EXTRACT TO READ
This audio is auto-generated. Please let us know if you have feedback.
Dive Brief:
- Glossier made a series of executive changes on Tuesday to better “position the brand for market opportunities” in 2023, including naming a chief commercial officer, chief marketing officer and chief creative director.
- Chitra Balireddi — who has experience from Chanel and the Boston Consulting Group — is joining the brand as chief commercial officer and will be responsible for all of Glossier’s distribution channels (the brand just entered its first wholesale partnership with Sephora).
- At the same time, Glossier promoted Marie Suter — who has been with the brand since 2018 — to chief creative director, and elevated former L'Oréal executive Kleo Mack to chief marketing officer.
Dive Insight:
Glossier is shoring up its executive team as it enters a new era of growth focused on both DTC and wholesale channels.
The beauty company made waves over the summer when it announced its first wholesale deal with retailer Sephora, which officially went live online and at 600 Sephora stores in the U.S. and Canada just last month. But changes in Glossier’s distribution model have also meant changes in Glossier’s employee base. The brand laid off about two dozen employees in August to prepare for a strategy that covered both wholesale and DTC, and also said it would be hiring close to 20 employees in roles across wholesale, product, supply chain and operations.

Extracted records:
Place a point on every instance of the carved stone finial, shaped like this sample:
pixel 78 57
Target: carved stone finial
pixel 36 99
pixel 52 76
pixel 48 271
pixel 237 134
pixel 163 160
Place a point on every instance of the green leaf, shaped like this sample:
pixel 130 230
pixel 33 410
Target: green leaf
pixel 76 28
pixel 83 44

OBJECTIVES
**1)** Update the records from the line containing "Place a point on every instance of the green" through the end of the records, writing out only those lines with "green leaf" replaced by "oak leaf" and everything else left unchanged.
**2)** Extend the news item on Glossier's executive changes, picking up right after its last sentence.
The text and the records have no connection to each other.

RESULTS FOR EACH TASK
**1)**
Place a point on every instance of the oak leaf, shaped like this sample:
pixel 130 230
pixel 33 410
Target: oak leaf
pixel 76 28
pixel 83 44

**2)**
Now the retailer is also adjusting its executive team to match a new way of operating.
"Glossier is a generation-defining brand on year 9 of a 100-year trajectory," Kyle Leahy, CEO of Glossier, said in a statement on the recent changes. Leahy also noted the “immense impact” Mack and Suter have had on the customer experience. "I am also very excited that Chitra Balireddi is joining the team at this important juncture. Chitra brings the critical interplay of strategic and operational business skills necessary for Glossier's next chapter in the omnichannel environment."
Glossier said in the release that it expects 2023 to be a “transformational year,” but that will be on top of a series of business-altering years the brand has experienced since 2020. In addition to the recent layoffs and entry into wholesale, Glossier laid off 80 employees at the start of 2022 and swapped CEOs in May last year, as founder Emily Weiss stepped down.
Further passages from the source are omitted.